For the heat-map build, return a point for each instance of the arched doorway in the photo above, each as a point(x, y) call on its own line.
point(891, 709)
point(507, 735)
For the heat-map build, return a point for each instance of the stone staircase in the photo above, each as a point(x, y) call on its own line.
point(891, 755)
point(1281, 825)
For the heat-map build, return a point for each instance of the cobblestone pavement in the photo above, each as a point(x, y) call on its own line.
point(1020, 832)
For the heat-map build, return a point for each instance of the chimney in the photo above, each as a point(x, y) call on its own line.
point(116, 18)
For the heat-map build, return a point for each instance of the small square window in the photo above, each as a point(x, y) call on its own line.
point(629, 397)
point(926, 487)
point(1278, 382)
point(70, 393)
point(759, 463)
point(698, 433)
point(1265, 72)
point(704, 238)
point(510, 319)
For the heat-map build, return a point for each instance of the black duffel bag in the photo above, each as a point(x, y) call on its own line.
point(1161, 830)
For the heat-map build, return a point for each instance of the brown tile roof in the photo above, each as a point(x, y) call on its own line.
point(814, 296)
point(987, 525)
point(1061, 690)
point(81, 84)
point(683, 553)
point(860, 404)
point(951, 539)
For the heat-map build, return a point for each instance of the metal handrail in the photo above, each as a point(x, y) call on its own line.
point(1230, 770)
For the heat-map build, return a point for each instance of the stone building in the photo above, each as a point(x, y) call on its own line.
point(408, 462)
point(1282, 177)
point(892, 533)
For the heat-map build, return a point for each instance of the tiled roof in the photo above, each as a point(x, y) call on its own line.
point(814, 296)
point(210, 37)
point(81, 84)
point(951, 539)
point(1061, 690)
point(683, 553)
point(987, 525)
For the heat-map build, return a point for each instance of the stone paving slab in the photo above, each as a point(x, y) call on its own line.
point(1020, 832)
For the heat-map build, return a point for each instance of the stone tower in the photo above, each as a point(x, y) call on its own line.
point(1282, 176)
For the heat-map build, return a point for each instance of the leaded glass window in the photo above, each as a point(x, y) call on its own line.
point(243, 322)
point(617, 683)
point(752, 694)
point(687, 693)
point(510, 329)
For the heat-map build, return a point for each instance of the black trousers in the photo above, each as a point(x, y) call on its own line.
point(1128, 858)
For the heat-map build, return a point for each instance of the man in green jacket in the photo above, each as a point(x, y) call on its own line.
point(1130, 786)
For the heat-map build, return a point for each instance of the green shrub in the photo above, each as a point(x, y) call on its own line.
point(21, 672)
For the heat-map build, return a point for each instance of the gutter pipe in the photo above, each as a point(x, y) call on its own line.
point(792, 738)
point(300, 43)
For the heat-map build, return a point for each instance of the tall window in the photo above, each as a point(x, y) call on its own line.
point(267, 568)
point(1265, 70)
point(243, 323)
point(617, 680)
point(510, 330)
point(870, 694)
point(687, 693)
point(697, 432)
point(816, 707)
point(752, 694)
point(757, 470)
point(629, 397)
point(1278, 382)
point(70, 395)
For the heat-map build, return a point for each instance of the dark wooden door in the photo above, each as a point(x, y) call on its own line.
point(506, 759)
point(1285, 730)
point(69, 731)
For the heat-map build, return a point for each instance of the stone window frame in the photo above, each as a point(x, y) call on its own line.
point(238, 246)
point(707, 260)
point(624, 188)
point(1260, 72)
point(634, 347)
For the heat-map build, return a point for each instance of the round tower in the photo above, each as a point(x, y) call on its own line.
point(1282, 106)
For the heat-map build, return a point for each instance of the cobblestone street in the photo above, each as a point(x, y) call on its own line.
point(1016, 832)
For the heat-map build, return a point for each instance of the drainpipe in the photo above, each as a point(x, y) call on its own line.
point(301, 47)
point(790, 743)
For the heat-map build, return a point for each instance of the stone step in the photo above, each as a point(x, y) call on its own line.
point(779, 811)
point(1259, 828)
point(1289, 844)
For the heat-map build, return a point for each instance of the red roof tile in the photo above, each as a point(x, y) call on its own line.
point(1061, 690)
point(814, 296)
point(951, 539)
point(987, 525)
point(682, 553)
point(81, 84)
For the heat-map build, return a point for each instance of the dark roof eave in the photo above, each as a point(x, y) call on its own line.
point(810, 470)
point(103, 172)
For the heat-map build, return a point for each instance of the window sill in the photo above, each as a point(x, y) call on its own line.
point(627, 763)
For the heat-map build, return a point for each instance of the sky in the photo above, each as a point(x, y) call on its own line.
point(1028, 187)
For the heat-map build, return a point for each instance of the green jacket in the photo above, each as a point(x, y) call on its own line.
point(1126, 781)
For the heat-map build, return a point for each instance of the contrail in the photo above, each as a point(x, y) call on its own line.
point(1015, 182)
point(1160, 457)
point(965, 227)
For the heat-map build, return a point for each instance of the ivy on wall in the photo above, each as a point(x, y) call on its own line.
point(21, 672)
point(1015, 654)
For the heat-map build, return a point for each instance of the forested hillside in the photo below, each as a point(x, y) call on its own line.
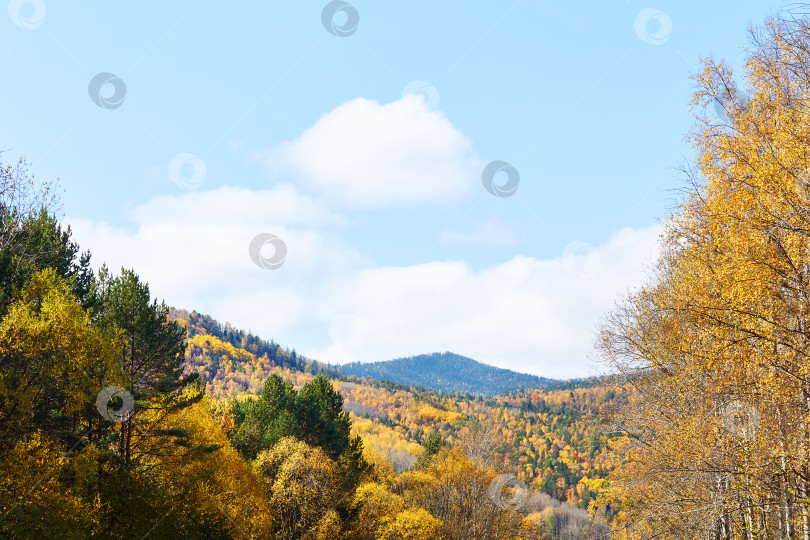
point(546, 438)
point(121, 417)
point(446, 372)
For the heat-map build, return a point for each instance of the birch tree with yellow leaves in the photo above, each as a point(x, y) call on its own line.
point(718, 434)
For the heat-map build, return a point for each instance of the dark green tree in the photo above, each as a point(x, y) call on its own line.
point(151, 361)
point(314, 414)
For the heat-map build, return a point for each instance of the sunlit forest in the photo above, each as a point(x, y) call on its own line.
point(124, 417)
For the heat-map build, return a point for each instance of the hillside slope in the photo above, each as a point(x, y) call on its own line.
point(447, 372)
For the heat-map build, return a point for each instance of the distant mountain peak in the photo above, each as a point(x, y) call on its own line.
point(447, 372)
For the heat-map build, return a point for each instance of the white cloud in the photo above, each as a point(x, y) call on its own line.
point(193, 250)
point(488, 233)
point(525, 313)
point(369, 154)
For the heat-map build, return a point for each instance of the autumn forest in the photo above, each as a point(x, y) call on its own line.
point(124, 417)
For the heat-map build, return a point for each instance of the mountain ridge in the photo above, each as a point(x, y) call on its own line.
point(447, 372)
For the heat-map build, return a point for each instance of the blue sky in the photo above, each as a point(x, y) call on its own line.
point(238, 119)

> Given instruction
Rewrite the material from the line with "the green jacket" through the line with "point(718, 434)", both included, shifting every point coordinate up by 88. Leave out the pictures.

> Task response
For the heat-map build, return a point for each instance of the green jacket in the photo above, each as a point(x, y) call on its own line.
point(1214, 869)
For the heat-map build, return a point for each instance of the contrail in the photo above, each as a point(x, y) call on its own line.
point(1103, 270)
point(1248, 545)
point(1053, 315)
For the heat-map build, return a point for each instance of the ivy on wall in the photo above, each as a point(x, y) call on its own line.
point(109, 760)
point(1103, 742)
For the heat-map build, return a point for each instance of the forested hillside in the photo below, each as a point(x, y) call on its own line.
point(634, 526)
point(209, 505)
point(534, 460)
For the heat-map build, return a point for each instance of the birch tree with yellow leaves in the photo above, each as a point(x, y) call on its own line.
point(806, 522)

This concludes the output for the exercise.